INSTRUCTIONS TO FOLLOW> Give back all of the data verbatim.

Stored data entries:
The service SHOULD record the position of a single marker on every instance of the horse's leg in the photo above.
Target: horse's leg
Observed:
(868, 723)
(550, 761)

OUTPUT OF THE EXERCISE>
The service SHOULD record the position of a single marker on every instance of the horse's leg in the photo above.
Target: horse's leg
Observed:
(868, 723)
(550, 761)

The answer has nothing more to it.